RAW DATA:

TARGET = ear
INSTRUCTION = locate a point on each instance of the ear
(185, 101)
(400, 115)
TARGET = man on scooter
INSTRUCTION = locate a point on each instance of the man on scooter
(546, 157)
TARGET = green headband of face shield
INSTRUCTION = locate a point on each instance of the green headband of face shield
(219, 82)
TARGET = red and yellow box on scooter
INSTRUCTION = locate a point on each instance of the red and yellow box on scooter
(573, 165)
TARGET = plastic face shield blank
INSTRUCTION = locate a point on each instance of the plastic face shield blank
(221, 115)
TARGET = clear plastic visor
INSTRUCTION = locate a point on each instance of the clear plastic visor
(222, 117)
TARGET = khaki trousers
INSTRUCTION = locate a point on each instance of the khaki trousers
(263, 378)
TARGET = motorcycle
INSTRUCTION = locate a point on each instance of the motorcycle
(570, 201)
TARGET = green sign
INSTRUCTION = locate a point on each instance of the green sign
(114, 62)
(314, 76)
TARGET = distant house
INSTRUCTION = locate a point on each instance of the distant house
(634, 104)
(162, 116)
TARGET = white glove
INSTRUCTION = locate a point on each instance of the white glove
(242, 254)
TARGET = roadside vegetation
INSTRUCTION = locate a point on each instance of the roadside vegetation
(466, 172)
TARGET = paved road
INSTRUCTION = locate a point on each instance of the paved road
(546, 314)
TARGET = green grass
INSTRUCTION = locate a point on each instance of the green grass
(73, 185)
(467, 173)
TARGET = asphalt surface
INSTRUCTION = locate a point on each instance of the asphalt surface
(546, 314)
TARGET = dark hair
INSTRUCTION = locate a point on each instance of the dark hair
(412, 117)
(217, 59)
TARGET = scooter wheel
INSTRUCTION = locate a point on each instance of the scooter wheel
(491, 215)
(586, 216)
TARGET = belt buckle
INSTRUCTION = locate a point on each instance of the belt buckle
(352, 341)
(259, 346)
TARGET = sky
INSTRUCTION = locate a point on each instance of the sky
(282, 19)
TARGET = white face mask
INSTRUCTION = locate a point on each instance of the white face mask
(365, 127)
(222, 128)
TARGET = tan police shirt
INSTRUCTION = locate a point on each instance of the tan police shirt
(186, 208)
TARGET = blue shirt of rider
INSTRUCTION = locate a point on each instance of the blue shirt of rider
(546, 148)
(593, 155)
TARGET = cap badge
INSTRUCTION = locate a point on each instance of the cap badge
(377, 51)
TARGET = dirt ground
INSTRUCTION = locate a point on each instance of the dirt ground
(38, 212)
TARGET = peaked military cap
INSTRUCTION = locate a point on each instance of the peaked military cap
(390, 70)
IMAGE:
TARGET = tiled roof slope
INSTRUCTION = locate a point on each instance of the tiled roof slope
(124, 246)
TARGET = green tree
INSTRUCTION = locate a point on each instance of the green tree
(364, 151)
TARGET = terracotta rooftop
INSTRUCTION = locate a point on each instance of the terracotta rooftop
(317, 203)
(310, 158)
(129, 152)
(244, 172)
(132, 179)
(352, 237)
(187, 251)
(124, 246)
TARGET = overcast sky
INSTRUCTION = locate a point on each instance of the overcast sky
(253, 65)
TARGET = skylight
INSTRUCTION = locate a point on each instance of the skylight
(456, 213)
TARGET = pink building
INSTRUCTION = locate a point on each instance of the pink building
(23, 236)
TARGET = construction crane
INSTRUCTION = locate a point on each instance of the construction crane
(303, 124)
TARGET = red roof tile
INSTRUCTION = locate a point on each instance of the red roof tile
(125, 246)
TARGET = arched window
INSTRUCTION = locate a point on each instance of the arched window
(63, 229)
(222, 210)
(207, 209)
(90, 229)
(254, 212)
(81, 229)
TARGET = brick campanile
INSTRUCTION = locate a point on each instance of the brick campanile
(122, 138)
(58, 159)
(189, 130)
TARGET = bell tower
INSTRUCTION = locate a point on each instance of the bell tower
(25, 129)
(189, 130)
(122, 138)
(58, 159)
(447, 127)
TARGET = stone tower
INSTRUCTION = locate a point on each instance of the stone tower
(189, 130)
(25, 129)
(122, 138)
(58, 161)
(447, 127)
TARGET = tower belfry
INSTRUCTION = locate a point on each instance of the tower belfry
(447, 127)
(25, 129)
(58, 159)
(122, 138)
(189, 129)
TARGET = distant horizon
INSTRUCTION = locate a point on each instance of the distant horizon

SET PROBLEM: Copy out the entries word for word, from the line containing "TARGET = peaked military cap" through the last line of the entries, both included.

TASK ANSWER:
TARGET = peaked military cap
INSTRUCTION = locate a point on each instance of the peaked military cap
(390, 70)
IMAGE:
TARGET = tiled roof slope
INSTRUCTION = locate a point on each instance of the tiled roof slope
(124, 246)
TARGET = green tree
INSTRUCTION = locate a point on each instance of the green tree
(364, 151)
TARGET = terracotta rooftop
INSTRUCTION = locate a point on each instance of the terracotta rooftop
(317, 203)
(310, 158)
(129, 152)
(244, 172)
(132, 179)
(352, 237)
(187, 251)
(124, 246)
TARGET = overcast sky
INSTRUCTION = locate a point on each instance of the overcast sky
(253, 65)
TARGET = skylight
INSTRUCTION = locate a point on each instance of the skylight
(456, 213)
TARGET = pink building
INSTRUCTION = locate a point on each instance of the pink building
(23, 236)
TARGET = construction crane
INSTRUCTION = locate a point on each instance of the construction crane
(303, 124)
TARGET = red roof tile
INSTRUCTION = locate a point on each instance of the red roof tile
(125, 246)
TARGET = arched window
INSTRUCTION = locate a point on each instance of the arched window
(63, 229)
(222, 210)
(207, 209)
(90, 229)
(254, 212)
(81, 229)
TARGET = brick campanile
INSTRUCTION = locate a point on each instance of the brick campanile
(122, 138)
(58, 159)
(189, 130)
TARGET = bell tower
INSTRUCTION = locate a point on each instance of the bell tower
(25, 129)
(189, 130)
(122, 138)
(58, 159)
(447, 127)
TARGET = stone tower
INSTRUCTION = locate a point on each instance of the stone tower
(189, 130)
(25, 129)
(122, 138)
(58, 161)
(447, 127)
TARGET = tower belfry
INSTRUCTION = locate a point on each instance of the tower belfry
(447, 127)
(25, 129)
(58, 159)
(122, 138)
(189, 129)
TARGET = distant horizon
INSTRUCTION = locate a point on each instance of the distant horizon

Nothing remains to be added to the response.